Selected text -
-=-=-
Kai Papenfort | Professor for Microbiology, Ludwig-Maximilians University

papenfort-180x180Kai Papenfort finished his undergraduate studies in biology in 2005 at the Phillips University in Marburg, Germany.

In 2006 he moved to the UK to work as a Marie Curie fellow at the Institute of Food Research in Norwich where he studied small RNAs in Salmonella Typhimurium. After that, he returned to Germany to receive his PhD in 2010 in Genetics/Microbiology at the Humboldt University, Berlin. Since his PhD, he has worked as a postdoctoral research fellow with Jörg Vogel at the Institute for Molecular Infection Biology in Würzburg (Germany) and with Bonnie Bassler at Princeton University (USA).

In 2015, he was appointed as Professor of Microbiology at the Ludwig-Maximilians-University of Munich, Germany. Work in his group focuses on gene regulation by bacterial noncoding RNA molecules and intercellular communication among microbes.

From Strings of Nucleotides to Collective Behavior: “Lessons from Vibrio cholerae”
-=-=-
Exercises -
a) Copy the part of the Kai Papenfort profile starting at "papenfort-180x180Kai Papenfort finished" and ending at "Princeton University (USA).".
b) Does the Kai Papenfort profile support each statement? Answer yes or no, with the deciding words quoted from the profile. (i) He earned his PhD at Humboldt University in Berlin. (ii) He worked as a Marie Curie fellow in Würzburg. (iii) He became Professor of Microbiology in Munich in 2015.

Dataset entries
-=-=-
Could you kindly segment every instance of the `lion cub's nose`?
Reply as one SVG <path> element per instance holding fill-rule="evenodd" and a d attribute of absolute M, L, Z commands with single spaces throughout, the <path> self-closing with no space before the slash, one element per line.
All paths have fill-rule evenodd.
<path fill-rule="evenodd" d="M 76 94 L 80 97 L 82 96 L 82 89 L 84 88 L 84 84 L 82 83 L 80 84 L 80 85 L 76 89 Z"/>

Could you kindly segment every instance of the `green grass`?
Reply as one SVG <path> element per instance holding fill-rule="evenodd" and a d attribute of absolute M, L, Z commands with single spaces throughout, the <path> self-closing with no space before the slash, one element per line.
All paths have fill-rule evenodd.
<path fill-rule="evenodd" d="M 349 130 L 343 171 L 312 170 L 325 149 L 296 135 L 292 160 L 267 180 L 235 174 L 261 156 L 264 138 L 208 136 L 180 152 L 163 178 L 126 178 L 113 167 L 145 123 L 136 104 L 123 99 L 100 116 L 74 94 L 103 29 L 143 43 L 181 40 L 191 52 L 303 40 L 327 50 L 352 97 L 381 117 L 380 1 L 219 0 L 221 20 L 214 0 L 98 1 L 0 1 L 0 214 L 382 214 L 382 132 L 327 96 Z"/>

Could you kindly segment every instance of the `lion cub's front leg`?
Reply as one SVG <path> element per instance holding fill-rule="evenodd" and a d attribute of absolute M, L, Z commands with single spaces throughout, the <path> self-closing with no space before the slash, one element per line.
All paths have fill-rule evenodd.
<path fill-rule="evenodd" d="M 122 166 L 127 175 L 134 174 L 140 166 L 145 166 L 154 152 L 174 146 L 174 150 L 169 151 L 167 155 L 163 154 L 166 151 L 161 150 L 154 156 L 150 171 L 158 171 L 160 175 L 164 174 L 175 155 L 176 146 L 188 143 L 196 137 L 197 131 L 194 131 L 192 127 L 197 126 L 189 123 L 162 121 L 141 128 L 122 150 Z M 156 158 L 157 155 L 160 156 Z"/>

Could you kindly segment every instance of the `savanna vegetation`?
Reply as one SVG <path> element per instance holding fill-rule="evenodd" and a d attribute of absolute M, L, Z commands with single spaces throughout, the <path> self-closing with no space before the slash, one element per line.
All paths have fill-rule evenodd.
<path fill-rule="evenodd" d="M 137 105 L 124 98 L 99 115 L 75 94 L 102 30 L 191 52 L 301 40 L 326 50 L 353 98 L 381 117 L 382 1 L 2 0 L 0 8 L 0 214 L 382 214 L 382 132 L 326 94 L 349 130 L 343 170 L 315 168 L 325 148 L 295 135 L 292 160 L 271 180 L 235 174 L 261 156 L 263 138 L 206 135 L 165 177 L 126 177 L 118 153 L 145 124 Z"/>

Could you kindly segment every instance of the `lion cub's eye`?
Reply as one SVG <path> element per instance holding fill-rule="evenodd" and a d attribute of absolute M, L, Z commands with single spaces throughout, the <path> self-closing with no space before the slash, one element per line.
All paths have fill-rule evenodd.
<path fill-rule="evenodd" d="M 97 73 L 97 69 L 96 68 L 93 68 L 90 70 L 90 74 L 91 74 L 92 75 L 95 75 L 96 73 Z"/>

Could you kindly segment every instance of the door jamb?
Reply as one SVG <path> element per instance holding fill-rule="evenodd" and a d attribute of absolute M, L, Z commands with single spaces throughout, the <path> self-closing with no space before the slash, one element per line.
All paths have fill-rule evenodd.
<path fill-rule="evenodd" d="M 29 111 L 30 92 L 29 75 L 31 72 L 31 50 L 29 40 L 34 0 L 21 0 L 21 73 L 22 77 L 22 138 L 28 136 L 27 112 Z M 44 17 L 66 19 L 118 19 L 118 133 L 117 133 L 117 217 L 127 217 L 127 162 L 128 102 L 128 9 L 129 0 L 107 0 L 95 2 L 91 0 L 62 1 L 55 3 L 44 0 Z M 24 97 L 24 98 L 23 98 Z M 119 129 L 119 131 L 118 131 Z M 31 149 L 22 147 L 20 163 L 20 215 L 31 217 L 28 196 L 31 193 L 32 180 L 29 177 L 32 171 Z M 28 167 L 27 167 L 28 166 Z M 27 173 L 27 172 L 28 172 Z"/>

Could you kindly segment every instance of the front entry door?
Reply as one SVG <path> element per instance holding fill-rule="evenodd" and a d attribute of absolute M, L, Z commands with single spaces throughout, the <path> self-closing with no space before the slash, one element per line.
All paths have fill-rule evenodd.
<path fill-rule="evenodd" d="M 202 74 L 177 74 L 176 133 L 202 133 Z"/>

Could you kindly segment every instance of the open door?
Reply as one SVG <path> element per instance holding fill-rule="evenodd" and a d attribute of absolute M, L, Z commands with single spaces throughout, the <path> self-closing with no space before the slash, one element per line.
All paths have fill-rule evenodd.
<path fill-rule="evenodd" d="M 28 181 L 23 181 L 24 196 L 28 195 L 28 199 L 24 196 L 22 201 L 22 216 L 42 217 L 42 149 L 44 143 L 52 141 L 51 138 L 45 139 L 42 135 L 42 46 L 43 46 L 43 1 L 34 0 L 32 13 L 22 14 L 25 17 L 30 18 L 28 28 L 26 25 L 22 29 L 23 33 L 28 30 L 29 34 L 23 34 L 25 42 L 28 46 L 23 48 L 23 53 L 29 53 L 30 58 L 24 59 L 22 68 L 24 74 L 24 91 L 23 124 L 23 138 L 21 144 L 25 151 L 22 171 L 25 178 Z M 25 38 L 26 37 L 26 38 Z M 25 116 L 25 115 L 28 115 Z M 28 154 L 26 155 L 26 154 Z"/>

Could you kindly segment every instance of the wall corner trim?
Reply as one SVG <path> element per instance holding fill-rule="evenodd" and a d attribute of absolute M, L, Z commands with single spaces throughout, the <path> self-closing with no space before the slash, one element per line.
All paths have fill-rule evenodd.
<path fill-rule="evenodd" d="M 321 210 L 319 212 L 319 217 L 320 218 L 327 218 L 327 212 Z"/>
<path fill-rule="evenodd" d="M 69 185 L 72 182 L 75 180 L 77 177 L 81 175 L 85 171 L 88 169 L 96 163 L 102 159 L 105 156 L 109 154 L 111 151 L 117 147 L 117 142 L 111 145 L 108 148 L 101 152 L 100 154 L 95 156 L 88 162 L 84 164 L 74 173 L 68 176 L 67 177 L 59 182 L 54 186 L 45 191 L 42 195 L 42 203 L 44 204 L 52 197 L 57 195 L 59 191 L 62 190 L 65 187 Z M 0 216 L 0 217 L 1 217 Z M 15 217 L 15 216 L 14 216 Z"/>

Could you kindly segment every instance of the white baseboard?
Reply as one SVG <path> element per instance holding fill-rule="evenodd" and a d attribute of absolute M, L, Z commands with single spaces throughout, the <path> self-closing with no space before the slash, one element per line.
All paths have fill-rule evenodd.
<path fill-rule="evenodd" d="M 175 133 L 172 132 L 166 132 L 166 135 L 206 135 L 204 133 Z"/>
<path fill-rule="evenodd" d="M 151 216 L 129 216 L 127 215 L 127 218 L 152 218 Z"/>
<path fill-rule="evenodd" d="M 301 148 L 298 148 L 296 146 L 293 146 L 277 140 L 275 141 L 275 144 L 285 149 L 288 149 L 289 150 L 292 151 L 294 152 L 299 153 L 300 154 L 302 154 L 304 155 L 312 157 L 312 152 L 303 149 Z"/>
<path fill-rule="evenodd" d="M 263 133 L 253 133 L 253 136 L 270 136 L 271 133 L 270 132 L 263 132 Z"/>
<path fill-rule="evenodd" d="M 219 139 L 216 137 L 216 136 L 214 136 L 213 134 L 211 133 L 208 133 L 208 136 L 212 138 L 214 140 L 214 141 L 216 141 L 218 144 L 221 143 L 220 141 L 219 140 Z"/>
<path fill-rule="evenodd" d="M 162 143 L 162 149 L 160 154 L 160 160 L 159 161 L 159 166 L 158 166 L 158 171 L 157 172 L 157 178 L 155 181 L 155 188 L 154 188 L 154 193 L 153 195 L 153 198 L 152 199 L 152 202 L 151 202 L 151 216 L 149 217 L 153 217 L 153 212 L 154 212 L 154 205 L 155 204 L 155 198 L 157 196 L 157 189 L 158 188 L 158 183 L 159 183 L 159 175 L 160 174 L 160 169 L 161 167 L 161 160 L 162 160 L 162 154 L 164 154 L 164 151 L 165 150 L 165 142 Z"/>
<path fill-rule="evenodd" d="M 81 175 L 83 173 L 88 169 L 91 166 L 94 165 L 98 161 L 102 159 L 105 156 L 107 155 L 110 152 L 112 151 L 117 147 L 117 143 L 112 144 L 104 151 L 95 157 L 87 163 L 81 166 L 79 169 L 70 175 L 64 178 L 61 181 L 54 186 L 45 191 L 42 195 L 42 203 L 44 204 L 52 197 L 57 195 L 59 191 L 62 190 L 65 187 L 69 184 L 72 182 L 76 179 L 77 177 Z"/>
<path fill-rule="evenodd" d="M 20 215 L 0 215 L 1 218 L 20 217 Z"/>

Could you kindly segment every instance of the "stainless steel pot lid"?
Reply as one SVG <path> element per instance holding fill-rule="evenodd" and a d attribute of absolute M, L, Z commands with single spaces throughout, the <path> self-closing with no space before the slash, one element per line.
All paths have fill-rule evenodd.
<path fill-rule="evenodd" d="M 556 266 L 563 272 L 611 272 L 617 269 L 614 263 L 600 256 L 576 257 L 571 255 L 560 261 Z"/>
-=-=-
Outputs by task -
a)
papenfort-180x180Kai Papenfort finished his undergraduate studies in biology in 2005 at the Phillips University in Marburg, Germany.

In 2006 he moved to the UK to work as a Marie Curie fellow at the Institute of Food Research in Norwich where he studied small RNAs in Salmonella Typhimurium. After that, he returned to Germany to receive his PhD in 2010 in Genetics/Microbiology at the Humboldt University, Berlin. Since his PhD, he has worked as a postdoctoral research fellow with Jörg Vogel at the Institute for Molecular Infection Biology in Würzburg (Germany) and with Bonnie Bassler at Princeton University (USA).

b)
(i) Yes: "he returned to Germany to receive his PhD in 2010 in Genetics/Microbiology at the Humboldt University, Berlin"
(ii) No: "he moved to the UK to work as a Marie Curie fellow at the Institute of Food Research in Norwich"
(iii) Yes: "In 2015, he was appointed as Professor of Microbiology at the Ludwig-Maximilians-University of Munich, Germany."